-- BEGIN --

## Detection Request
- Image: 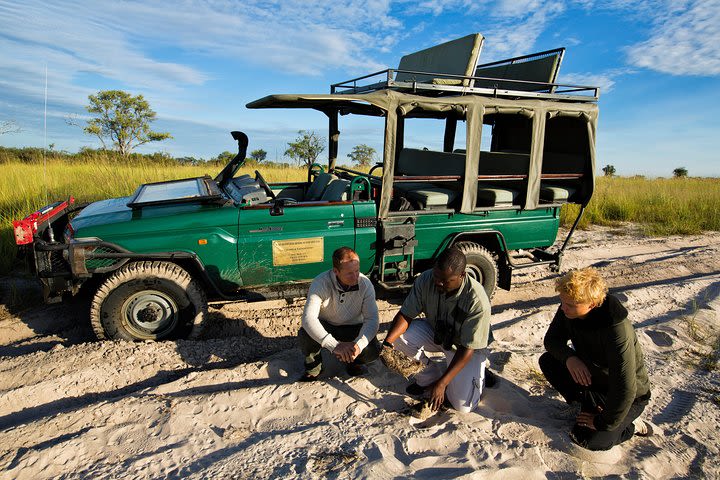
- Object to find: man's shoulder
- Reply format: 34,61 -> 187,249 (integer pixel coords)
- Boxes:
461,277 -> 490,310
310,270 -> 332,290
358,273 -> 375,295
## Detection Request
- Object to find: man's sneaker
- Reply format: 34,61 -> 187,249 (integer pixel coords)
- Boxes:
485,368 -> 497,388
633,418 -> 653,437
345,363 -> 367,377
405,383 -> 426,397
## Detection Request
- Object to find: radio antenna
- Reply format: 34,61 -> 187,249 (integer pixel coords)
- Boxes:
43,63 -> 50,205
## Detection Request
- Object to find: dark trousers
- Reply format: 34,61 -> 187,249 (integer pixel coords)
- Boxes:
298,320 -> 382,375
539,352 -> 650,450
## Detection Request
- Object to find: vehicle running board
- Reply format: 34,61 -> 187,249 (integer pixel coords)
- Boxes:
508,249 -> 561,269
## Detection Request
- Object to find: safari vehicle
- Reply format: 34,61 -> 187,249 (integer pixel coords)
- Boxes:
14,34 -> 599,340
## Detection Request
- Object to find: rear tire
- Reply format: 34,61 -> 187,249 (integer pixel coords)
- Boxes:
90,262 -> 207,341
454,242 -> 498,299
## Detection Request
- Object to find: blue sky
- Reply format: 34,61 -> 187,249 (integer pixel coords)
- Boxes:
0,0 -> 720,176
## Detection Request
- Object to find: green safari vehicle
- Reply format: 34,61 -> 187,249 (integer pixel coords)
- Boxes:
13,34 -> 599,340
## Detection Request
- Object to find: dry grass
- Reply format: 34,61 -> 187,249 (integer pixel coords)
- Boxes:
0,160 -> 720,273
561,177 -> 720,235
0,159 -> 307,273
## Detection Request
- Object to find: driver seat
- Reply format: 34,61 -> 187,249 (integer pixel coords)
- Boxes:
305,173 -> 338,202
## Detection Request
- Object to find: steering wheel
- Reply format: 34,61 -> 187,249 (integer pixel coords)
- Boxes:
308,163 -> 325,183
255,170 -> 275,200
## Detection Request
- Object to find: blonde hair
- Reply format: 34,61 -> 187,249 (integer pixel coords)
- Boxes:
555,267 -> 608,305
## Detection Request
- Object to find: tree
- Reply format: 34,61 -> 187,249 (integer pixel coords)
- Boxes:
84,90 -> 172,156
673,167 -> 687,178
603,165 -> 615,177
348,143 -> 376,167
0,120 -> 22,135
285,130 -> 325,167
215,150 -> 236,165
250,148 -> 267,163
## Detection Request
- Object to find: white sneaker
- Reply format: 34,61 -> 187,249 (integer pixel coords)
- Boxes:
633,418 -> 653,437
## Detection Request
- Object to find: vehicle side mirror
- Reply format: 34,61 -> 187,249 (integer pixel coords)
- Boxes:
270,198 -> 297,217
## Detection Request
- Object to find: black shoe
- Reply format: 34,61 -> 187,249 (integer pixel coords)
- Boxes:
297,372 -> 320,382
405,383 -> 426,397
485,368 -> 498,388
345,363 -> 367,377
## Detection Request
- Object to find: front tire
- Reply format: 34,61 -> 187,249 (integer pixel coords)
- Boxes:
455,242 -> 498,299
90,262 -> 207,341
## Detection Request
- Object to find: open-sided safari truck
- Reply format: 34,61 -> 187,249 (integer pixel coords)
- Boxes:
14,34 -> 598,339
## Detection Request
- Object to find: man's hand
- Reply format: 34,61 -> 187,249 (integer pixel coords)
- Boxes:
427,380 -> 447,412
333,342 -> 360,363
565,355 -> 591,387
575,412 -> 597,430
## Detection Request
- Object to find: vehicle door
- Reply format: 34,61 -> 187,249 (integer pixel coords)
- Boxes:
238,201 -> 355,287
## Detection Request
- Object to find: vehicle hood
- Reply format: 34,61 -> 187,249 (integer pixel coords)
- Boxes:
70,192 -> 225,238
70,197 -> 132,232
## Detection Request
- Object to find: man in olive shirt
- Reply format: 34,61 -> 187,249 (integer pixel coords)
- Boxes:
383,248 -> 490,412
540,268 -> 652,450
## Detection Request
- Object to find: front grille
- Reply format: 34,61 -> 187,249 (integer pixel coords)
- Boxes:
35,250 -> 70,277
85,247 -> 122,271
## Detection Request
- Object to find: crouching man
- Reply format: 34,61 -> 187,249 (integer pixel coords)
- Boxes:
298,247 -> 380,382
383,248 -> 490,412
540,268 -> 652,450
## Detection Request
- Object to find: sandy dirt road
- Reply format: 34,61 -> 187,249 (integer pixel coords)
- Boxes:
0,225 -> 720,479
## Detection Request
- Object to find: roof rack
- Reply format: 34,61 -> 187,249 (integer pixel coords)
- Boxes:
330,48 -> 600,102
330,68 -> 600,102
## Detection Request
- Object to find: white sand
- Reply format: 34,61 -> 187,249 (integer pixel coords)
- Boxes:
0,226 -> 720,480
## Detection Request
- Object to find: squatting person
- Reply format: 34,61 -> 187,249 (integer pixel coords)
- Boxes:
383,247 -> 490,412
298,247 -> 380,382
540,268 -> 652,450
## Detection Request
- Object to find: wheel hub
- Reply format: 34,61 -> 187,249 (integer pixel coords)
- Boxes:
124,291 -> 178,333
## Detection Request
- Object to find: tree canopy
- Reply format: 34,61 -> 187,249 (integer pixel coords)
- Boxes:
603,165 -> 615,177
285,130 -> 325,167
250,148 -> 267,163
348,144 -> 376,167
673,167 -> 687,178
84,90 -> 172,155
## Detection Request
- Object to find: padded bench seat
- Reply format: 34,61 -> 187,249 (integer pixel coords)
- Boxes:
406,183 -> 459,208
477,185 -> 519,207
540,185 -> 575,203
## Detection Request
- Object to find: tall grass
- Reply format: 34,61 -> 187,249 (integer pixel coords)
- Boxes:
0,158 -> 720,274
560,177 -> 720,235
0,158 -> 307,274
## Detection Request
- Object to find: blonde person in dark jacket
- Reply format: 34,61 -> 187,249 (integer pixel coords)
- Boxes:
540,268 -> 652,450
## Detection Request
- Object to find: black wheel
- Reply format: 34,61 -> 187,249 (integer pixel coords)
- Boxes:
255,170 -> 275,200
90,262 -> 207,341
454,242 -> 498,298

-- END --

Set exercise:
Recast all the records above as a two-column CSV with the headers record_text and answer, one row per record. Put each record's text and its answer in a single quoted field, turn line breaks into spaces, and leave the pictures out.

Response below:
record_text,answer
"## Detection Request - Image: - Object to find: man's shoulder - Reply format: 34,61 -> 187,249 (integer pixel coords) - Boxes:","461,277 -> 490,310 310,270 -> 332,290 358,273 -> 375,295"
"## Detection Request - Object to find: man's sneaker - Reply format: 34,61 -> 187,249 (integer pixel coords) - Boxes:","485,368 -> 497,388 633,418 -> 653,437 345,363 -> 367,377 405,383 -> 426,397"
"## Detection Request - Object to find: radio antenna - Reply format: 34,61 -> 187,249 (integer pixel coords) - Boxes:","43,63 -> 50,205"
"## Detection Request - Object to find: dark trousers - Reply format: 34,61 -> 187,249 (integer pixel coords) - Boxes:","298,320 -> 382,375 539,352 -> 650,450"
"## Detection Request - Object to find: vehicle running board - Reply format: 34,61 -> 187,249 (integer pixel coords) - Boxes:","508,249 -> 561,269"
"## Detection Request - Object to find: safari vehicle - Reply format: 34,61 -> 187,249 (integer pixel coords) - Boxes:","14,34 -> 599,340"
"## Detection Request - Object to find: rear tire - Reply format: 34,61 -> 187,249 (integer pixel coords) - Boxes:","90,262 -> 207,341 454,242 -> 498,299"
"## Detection Request - Object to find: blue sky - Reply format: 34,61 -> 187,249 (integer pixel coords) - Boxes:","0,0 -> 720,176"
"## Detection Request - Object to find: green safari vehicle - Reply format: 34,61 -> 187,249 (integer pixel coords) - Boxes:","13,34 -> 599,340"
"## Detection Request - Object to find: dry grass - Reply format: 34,61 -> 187,249 (integer pixel coords) - Boxes:","0,160 -> 720,273 561,177 -> 720,235 0,159 -> 307,273"
"## Detection Request - Object to find: driver seat - Reply format: 34,61 -> 187,249 (integer pixel coords) - Boxes:","305,173 -> 338,202"
"## Detection Request - Object to find: steering wheel - Reply format: 34,61 -> 187,249 (integer pixel coords) - Boxes:","308,163 -> 325,183 255,170 -> 275,200"
"## Detection Request - Object to find: blonde hair - Reply format: 34,61 -> 187,249 (integer pixel coords) - Boxes:","555,267 -> 608,305"
"## Detection Request - Object to find: tree - Reply format: 34,61 -> 187,249 (integer pixel coords) - Boxes:","84,90 -> 172,156 673,167 -> 687,178 603,165 -> 615,177 348,143 -> 376,167 0,120 -> 22,135 285,130 -> 325,167 215,150 -> 236,165 250,148 -> 267,163"
"## Detection Request - Object to find: white sneaker - Reply format: 34,61 -> 187,249 (integer pixel coords) - Boxes:","633,418 -> 653,437"
"## Detection Request - Object to find: vehicle side mirror - Reply format: 34,61 -> 187,249 (integer pixel coords) - Boxes:","270,198 -> 297,217"
"## Detection Request - Object to find: black shoe - Reply format: 34,61 -> 187,249 (integer pixel coords) - Boxes:","297,372 -> 320,382 405,383 -> 426,397 485,368 -> 498,388 345,363 -> 367,377"
"## Detection Request - Object to find: front tire - Reply format: 34,61 -> 187,249 (integer pixel coords) - Boxes:","455,242 -> 498,299 90,262 -> 207,341"
"## Detection Request - Object to find: open-sided safari truck - Reply format: 34,61 -> 187,249 (integer pixel coords) - Boxes:","14,34 -> 598,339"
"## Detection Request - Object to find: man's hand - Reply format: 34,61 -> 187,249 (integer pixel coords) - Boxes:","427,380 -> 447,412 333,342 -> 360,363 565,355 -> 591,387 575,412 -> 597,430"
"## Detection Request - Object to find: vehicle door - Reply format: 34,61 -> 187,249 (integer pixel coords) - Boxes:","238,201 -> 355,287"
"## Detection Request - Object to find: vehicle hood - Reply format: 34,61 -> 187,249 (integer pixel coords) - Boxes:","70,192 -> 225,238 70,197 -> 132,232"
"## Detection Request - Object to find: man in olive shirt - Reply format: 34,61 -> 187,249 (integer pixel coords) - Boxes:","383,248 -> 490,412 540,268 -> 652,450"
"## Detection Request - Object to find: front grille - Reply format: 34,61 -> 187,249 (integer pixel coords) - Boxes:","35,250 -> 70,277 85,247 -> 122,271"
"## Detection Request - Object to find: crouching man - Reply format: 34,61 -> 187,249 (integer pixel coords) - Boxes:","298,247 -> 380,382 383,248 -> 490,412 540,268 -> 652,450"
"## Detection Request - Object to find: sandy dirt road - Reply format: 34,61 -> 187,249 (integer pixel coords) - Boxes:","0,225 -> 720,479"
"## Detection Request - Object to find: roof rack - Reply format: 34,61 -> 187,249 (integer pixel coords) - Boxes:","330,48 -> 600,102 330,68 -> 600,102"
"## Detection Request - Object to find: white sand - Reply format: 34,61 -> 187,249 (integer pixel coords) - Boxes:","0,226 -> 720,480"
"## Detection Request - Object to find: squatting person - Reply format: 34,61 -> 187,249 (integer pixel coords) - Boxes:","383,247 -> 490,412 298,247 -> 380,382 540,268 -> 652,450"
"## Detection Request - Object to find: wheel hub - Reply format: 34,61 -> 187,249 (integer pixel coords) - Boxes:","124,291 -> 178,333"
"## Detection Request - Object to find: tree canopy - Reply format: 34,61 -> 187,249 (integer pixel coords) - Boxes:","603,165 -> 615,177 285,130 -> 325,167 250,148 -> 267,163 348,144 -> 376,167 673,167 -> 687,178 84,90 -> 172,155"
"## Detection Request - Object to find: padded bench seat - Reply format: 34,61 -> 187,249 (integer pixel coords) - Boxes:","406,183 -> 459,208 477,185 -> 519,207 540,185 -> 575,203"
"## Detection Request - Object to find: tall grass - Reply format: 34,61 -> 187,249 (integer pixel coords) - Boxes:","0,158 -> 720,274 560,177 -> 720,235 0,158 -> 307,274"
"## Detection Request - Object to find: blonde person in dark jacket - Reply format: 34,61 -> 187,249 (integer pixel coords) - Boxes:","540,268 -> 652,450"
"## Detection Request - Object to find: black wheel - Reply format: 34,61 -> 187,249 (integer pixel coords) - Boxes:","255,170 -> 275,200 90,262 -> 207,341 454,242 -> 498,298"